Recovery procedure on a fault-tolerant agent or lower domain manager
If the Symphony file is corrupt on a lower level domain manager, or on a fault-tolerant agent, it can be replaced.
Complete removal and replacement of the Symphony file causes some loss of data. The following procedure minimizes that loss and indicates what is lost.
The procedure involves two agents, the agent where the Symphony file
is corrupt and its domain manager.
Note: Where the agent is a top level domain manager (below
the master), or a fault-tolerant agent in
the master domain, the manager is the master domain manager.
The procedure is as follows:
- On the domain manager, unlink the agent which is having the Symphony file problem.
- On the agent do the following:
- Stop the agent if it has not yet failed. You do not need to shut it down.
- Delete the Symphony and the Sinfonia files from the agent workstation. Alternatively you can move them to a different location on the agent workstation, or rename them.

**Provided data**

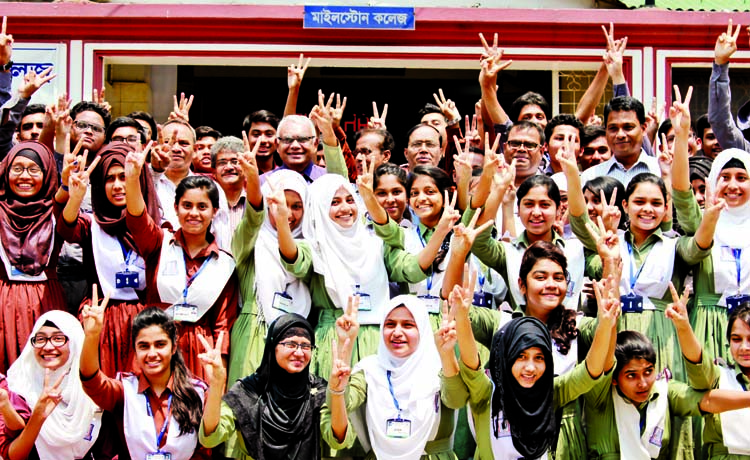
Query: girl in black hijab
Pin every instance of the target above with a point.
(275, 412)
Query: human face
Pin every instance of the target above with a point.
(153, 351)
(529, 367)
(527, 159)
(426, 200)
(699, 190)
(297, 145)
(392, 196)
(734, 186)
(195, 211)
(739, 344)
(88, 126)
(636, 379)
(532, 112)
(596, 152)
(343, 208)
(711, 146)
(202, 156)
(183, 148)
(645, 207)
(400, 333)
(114, 185)
(31, 127)
(49, 356)
(28, 182)
(544, 288)
(537, 212)
(265, 134)
(423, 148)
(228, 171)
(624, 134)
(368, 149)
(296, 209)
(293, 361)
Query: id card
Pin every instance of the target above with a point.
(736, 300)
(126, 279)
(185, 312)
(282, 301)
(431, 302)
(632, 303)
(398, 428)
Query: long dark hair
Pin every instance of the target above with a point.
(187, 406)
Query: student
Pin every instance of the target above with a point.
(109, 249)
(275, 412)
(399, 388)
(186, 272)
(60, 421)
(157, 410)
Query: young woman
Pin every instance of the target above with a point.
(158, 410)
(29, 249)
(398, 388)
(61, 421)
(186, 272)
(109, 248)
(340, 258)
(276, 412)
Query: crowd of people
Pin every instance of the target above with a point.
(533, 287)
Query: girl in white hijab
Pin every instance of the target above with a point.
(62, 423)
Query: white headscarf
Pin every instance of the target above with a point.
(62, 434)
(416, 385)
(345, 257)
(270, 275)
(734, 223)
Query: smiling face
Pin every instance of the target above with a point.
(343, 209)
(636, 379)
(391, 195)
(49, 356)
(153, 351)
(400, 333)
(529, 367)
(195, 211)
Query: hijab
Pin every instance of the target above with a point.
(278, 413)
(62, 434)
(270, 275)
(734, 223)
(110, 217)
(344, 256)
(528, 411)
(416, 386)
(27, 226)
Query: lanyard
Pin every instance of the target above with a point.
(192, 278)
(161, 433)
(393, 394)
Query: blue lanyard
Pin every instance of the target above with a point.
(393, 394)
(160, 436)
(192, 278)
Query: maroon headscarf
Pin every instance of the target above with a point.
(26, 226)
(110, 217)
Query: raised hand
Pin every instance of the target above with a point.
(295, 73)
(216, 373)
(726, 44)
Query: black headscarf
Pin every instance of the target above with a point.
(278, 413)
(528, 411)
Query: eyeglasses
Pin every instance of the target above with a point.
(84, 125)
(57, 341)
(300, 139)
(524, 144)
(34, 170)
(293, 346)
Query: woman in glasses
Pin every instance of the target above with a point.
(61, 421)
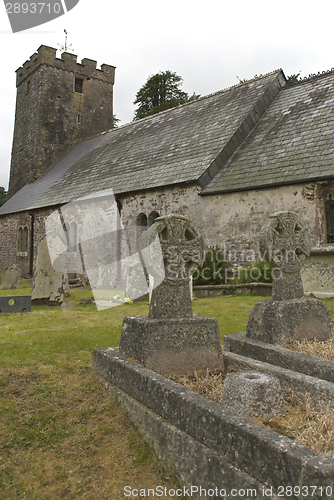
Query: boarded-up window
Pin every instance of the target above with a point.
(142, 222)
(71, 233)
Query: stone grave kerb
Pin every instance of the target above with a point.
(171, 339)
(288, 315)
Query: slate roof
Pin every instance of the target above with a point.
(293, 141)
(176, 146)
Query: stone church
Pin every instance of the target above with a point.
(227, 161)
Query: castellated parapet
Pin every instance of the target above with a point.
(68, 62)
(59, 103)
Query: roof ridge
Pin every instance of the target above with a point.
(313, 76)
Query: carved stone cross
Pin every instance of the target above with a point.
(288, 315)
(285, 243)
(181, 251)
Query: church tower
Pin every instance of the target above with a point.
(59, 103)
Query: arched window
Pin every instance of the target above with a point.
(71, 233)
(73, 237)
(329, 211)
(142, 222)
(151, 218)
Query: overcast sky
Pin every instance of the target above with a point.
(208, 43)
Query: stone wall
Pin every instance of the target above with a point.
(231, 221)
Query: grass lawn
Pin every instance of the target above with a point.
(61, 435)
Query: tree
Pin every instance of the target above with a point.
(161, 91)
(3, 196)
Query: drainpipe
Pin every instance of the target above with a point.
(31, 256)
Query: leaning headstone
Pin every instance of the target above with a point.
(50, 285)
(11, 277)
(288, 315)
(253, 394)
(171, 339)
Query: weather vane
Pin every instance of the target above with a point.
(65, 47)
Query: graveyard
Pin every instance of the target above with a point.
(235, 392)
(46, 379)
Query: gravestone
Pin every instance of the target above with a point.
(50, 285)
(253, 394)
(136, 285)
(288, 315)
(11, 277)
(171, 339)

**Written instruction 1**
Answer these questions about the Symphony file recovery procedure:
(a) Which two agents does the procedure involve?
(b) Who acts as the manager when the agent is a fault-tolerant agent in the master domain?
(c) Besides deleting the Symphony and Sinfonia files, what two other options does the procedure allow?
**Written instruction 2**
Carry on the Symphony file recovery procedure from the point where it stops.
The data is not needed here.

**Task response 1**
(a) The agent where the Symphony file is corrupt, and its domain manager.
(b) The master domain manager.
(c) Moving them to a different location on the agent workstation, or renaming them.

**Task response 2**
- On the domain manager do
the following:
- Back up the Sinfonia file if you want to be able to restore the original situation after completion. This is not an obligatory step, and no problems have been reported from not performing it.
- Ensure that no agent is linking with the domain manager, optionally stopping the domain manager agent.
- Copy the Symphony file on the domain manager to the Sinfonia file, replacing the existing version.
- Restart the domain manager agent if necessary.
- Link the agent and wait for the Symphony file to copy from the domain manager to the agent. The agent automatically starts.
- Optionally restore the Sinfonia file from the backup you took in step 3.a. This restores the original situation, but with the agent now having an uncorrupted Symphony file. This is not an obligatory step, and no problems have been reported from not performing it.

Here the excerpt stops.